**Directive 1:** Print the passage of the sermon on Paul and the Corinthian church from "I’ve always been" up to and including "heavens are there?".

+++ Text excerpt

Preached on Sunday, July 8th at Christ & Saint Stephen's Church. The lectionary readings this sermon is based on can be found by clicking here.
The relationship between Paul and the church at Corinth is a complex one, and the two letters we have in our New Testament from St. Paul to the Corinthians don’t tell the whole story, or so it seems.
As best we can tell from accounts in the two Corinthian letters and from the book of Acts, Paul founded the community at Corinth. The community later wrote to him with questions, and he replied in a letter that is now lost. He wrote them again at some point, and that letter is our First Corinthians. Later Paul sent Timothy to Corinth as his emissary, and Timothy found that a group of Jewish-Christian missionaries had arrived at Corinth and seemed to be undermining Paul and his teachings, and his apostolic authority. Paul referred to these interlopers ironically as ‘super-apostles’ when he wasn’t calling them ‘false apostles’ and ‘Satan’s ministers’.
Paul visits Corinth a second time to straighten things out and winds up leaving in a huff after running afoul of at least one member of the Corinthian church. Paul called this the ‘painful visit’ and in response he wrote what he calls a ‘letter of tears’ that is also now lost. But the letter of tears seems to have worked because Corinth returned to Paul’s teaching and rejected the other missionaries, at least for a while. Paul responded to this turn of events with a more conciliatory letter, parts of which are included in our Second Corinthians. The Scripture scholars think that Paul then wrote two additional letters to the Corinthians, about the collection for the church at Jerusalem, which comprise 2nd Corinthians chapters 8 and 9. And yet another polemic against the false ‘super-apostles’ comprising chapters 10, 11, 12 and 13 of 2nd Corinthians, from which our epistle reading is taken today.
So you can see, and you will if you read 2nd Corinthians straight through, this is a rather strange letter, that goes off in a few directions, and contains some fascinating and challenging passages.
I’ve always been fascinated by our passage this morning, it’s intriguing, isn’t it? Paul speaks of a certain someone whom he says has been caught up and taken to the third heaven. A third heaven, huh? My Sunday school teachers only taught me about one heaven, and it was called ‘heaven’, not the first heaven. Just how many heavens are there?

++++++

**Directive 2:** Select every line of the records below that contains the word "eyelid", and copy those lines.

+++ Working data

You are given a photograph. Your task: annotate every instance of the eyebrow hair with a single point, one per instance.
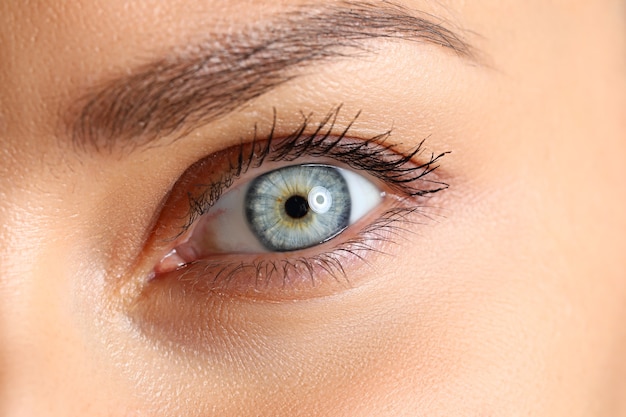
(174, 94)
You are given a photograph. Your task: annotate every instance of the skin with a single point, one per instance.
(506, 298)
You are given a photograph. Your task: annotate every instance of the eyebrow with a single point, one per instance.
(200, 83)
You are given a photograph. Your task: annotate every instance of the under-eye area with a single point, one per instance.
(295, 216)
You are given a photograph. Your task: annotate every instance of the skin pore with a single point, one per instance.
(502, 293)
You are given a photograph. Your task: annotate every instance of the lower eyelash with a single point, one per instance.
(280, 277)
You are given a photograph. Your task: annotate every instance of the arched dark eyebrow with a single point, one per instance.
(175, 94)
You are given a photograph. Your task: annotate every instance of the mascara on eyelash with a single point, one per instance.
(372, 155)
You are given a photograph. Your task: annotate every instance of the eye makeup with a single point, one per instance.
(300, 271)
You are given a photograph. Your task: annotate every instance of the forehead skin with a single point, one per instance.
(515, 307)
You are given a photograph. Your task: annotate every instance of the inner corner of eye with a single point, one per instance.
(284, 210)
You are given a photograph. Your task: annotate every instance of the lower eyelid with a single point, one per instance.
(330, 268)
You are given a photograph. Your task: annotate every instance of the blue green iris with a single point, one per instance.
(297, 207)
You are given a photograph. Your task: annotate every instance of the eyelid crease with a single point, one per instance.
(372, 155)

++++++

**Output 1:**
I’ve always been fascinated by our passage this morning, it’s intriguing, isn’t it? Paul speaks of a certain someone whom he says has been caught up and taken to the third heaven. A third heaven, huh? My Sunday school teachers only taught me about one heaven, and it was called ‘heaven’, not the first heaven. Just how many heavens are there?

**Output 2:**
You are given a photograph. Your task: annotate every instance of the lower eyelid with a single point, one per instance.
You are given a photograph. Your task: annotate every instance of the eyelid crease with a single point, one per instance.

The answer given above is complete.